### [PROMPT A]
From the passage about growing older, copy word for word the part starting with "Of course, I found" and going on through "to the horizon.".

Obviously, the very end is tough, fraught with a failing body and a faltering mind, but there is another era between what one might call ‘late middle age’ and the final losing bout with mortality that remains mysterious.

That mystery, that enchanted secret realm of our lives, like a open glade in a dense forest, thrives and maintains its magic precisely because no one seeks it out. This sacred place can never become a paved over sub-division because no one ever looks for it, in fact they avoid it, and each person who actually arrives there discovers it by accident.

Now in my sixties, I remember walking through the Cape Cod Mall a few years ago (I was in my early fifties at the time) and a group of teen-aged girls approached me, talking on their cell-phones, texting their friends, talking and laughing. They must have felt some atavistic awareness of a tall masculine creature approaching. They looked up expectantly, saw the actual middle-aged man in front of them – and flinched. A couple of them just looked away, as they might reflexively turn from the sight of a cripple or an amputee; the others let the recoil show on their faces – as if they’d just smelled something awful, a whiff of sewer gas or sour milk.

Of course, I found it upsetting at first, feeling my age  No one was interested in me anymore. There’s a tremendous freedom in that, an almost giddy sense of liberation. Of course, it stings if you want to be seen, if you need to be young if you can’t accept the reality of your accumulated years and experience. But if you can truly accept who and what and where you are, the possibilities open up to the horizon.

### [PROMPT B]
Count the lines of the records below that contain the string "white", and give only that number.

### [Collected data]
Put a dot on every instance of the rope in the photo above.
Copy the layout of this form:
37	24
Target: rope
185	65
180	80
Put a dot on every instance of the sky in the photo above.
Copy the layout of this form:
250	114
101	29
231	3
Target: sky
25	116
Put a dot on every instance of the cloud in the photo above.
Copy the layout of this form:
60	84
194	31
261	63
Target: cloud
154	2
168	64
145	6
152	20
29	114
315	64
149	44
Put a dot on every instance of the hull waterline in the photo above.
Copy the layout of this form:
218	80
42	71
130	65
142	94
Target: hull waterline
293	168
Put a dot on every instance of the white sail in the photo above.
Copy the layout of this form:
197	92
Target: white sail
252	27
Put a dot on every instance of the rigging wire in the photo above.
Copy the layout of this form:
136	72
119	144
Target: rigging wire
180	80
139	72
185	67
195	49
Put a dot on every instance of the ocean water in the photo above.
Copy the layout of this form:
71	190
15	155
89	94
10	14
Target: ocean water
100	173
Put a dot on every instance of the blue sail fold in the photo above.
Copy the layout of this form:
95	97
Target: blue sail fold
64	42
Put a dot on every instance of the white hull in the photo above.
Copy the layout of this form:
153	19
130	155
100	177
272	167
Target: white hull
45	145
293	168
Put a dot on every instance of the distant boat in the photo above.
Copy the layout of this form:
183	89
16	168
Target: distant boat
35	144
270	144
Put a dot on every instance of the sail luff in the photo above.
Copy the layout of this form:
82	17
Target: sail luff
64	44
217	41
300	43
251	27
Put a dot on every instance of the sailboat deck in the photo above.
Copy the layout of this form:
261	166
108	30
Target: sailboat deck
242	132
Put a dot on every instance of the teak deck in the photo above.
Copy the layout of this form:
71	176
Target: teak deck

### [CORRECT RESPONSE A]
Of course, I found it upsetting at first, feeling my age  No one was interested in me anymore. There’s a tremendous freedom in that, an almost giddy sense of liberation. Of course, it stings if you want to be seen, if you need to be young if you can’t accept the reality of your accumulated years and experience. But if you can truly accept who and what and where you are, the possibilities open up to the horizon.

### [CORRECT RESPONSE B]
4